* WHAT YOU SHOULD DO: Return the lines beginning at the one that contains "Expected: one point per instance of the bare" and continuing to the end of the entries, including both ends, exactly as written and nothing else.

* SUPPLIED MATERIAL:
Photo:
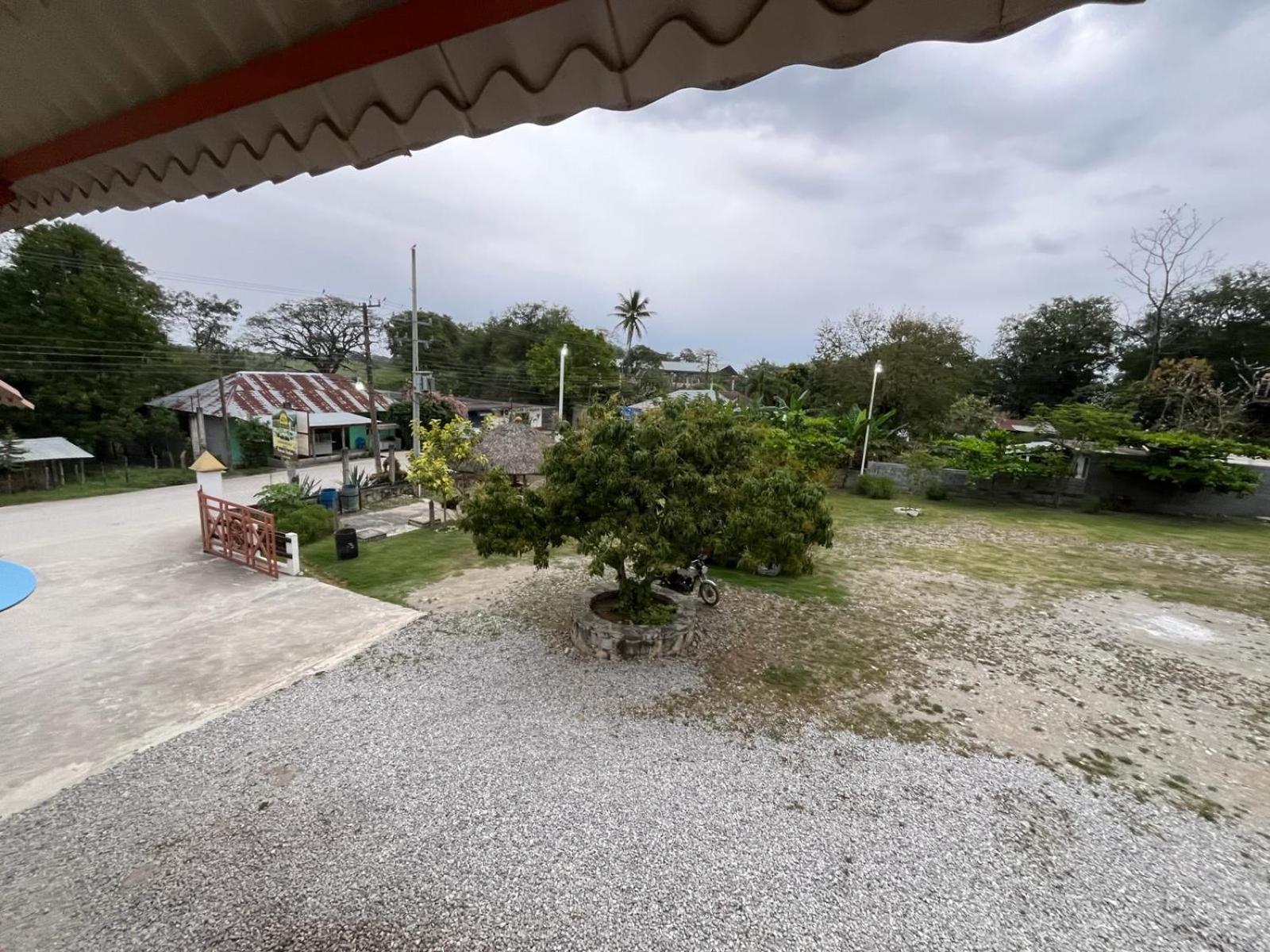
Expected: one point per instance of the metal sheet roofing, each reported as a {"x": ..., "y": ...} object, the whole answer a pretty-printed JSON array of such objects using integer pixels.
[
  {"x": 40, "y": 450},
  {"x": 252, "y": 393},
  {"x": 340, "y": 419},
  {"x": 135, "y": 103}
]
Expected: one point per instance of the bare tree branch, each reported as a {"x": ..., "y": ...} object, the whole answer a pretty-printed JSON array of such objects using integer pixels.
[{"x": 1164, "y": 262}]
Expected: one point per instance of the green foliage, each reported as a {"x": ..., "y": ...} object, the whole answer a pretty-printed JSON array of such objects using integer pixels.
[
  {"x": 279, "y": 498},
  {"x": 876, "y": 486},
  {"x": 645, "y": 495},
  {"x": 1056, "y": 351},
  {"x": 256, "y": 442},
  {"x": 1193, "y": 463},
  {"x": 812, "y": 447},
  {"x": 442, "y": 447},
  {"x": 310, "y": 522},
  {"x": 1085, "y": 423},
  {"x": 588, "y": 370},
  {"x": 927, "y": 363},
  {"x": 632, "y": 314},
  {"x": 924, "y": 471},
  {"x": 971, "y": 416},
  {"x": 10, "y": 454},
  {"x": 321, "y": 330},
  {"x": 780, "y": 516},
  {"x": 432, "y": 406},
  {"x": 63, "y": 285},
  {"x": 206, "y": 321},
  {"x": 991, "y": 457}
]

* FINAL RESULT:
Expected: one point per instance of the bare tree branch, each reported as a {"x": ..., "y": ...} object, the whole answer a pretty-printed JSON array of such objects using integer pixels.
[{"x": 1164, "y": 262}]
Expected: one point per instance of the green foliage, each reported as a {"x": ..., "y": ...} object, the whole answer a pretty-printed JSON array of such objects using integer pixels.
[
  {"x": 279, "y": 498},
  {"x": 876, "y": 486},
  {"x": 645, "y": 495},
  {"x": 1056, "y": 351},
  {"x": 256, "y": 442},
  {"x": 1193, "y": 463},
  {"x": 812, "y": 447},
  {"x": 442, "y": 447},
  {"x": 310, "y": 522},
  {"x": 1085, "y": 423},
  {"x": 588, "y": 370},
  {"x": 927, "y": 363},
  {"x": 632, "y": 314},
  {"x": 924, "y": 471},
  {"x": 971, "y": 416},
  {"x": 10, "y": 454},
  {"x": 321, "y": 330},
  {"x": 780, "y": 516},
  {"x": 432, "y": 406},
  {"x": 63, "y": 285},
  {"x": 206, "y": 321},
  {"x": 991, "y": 457}
]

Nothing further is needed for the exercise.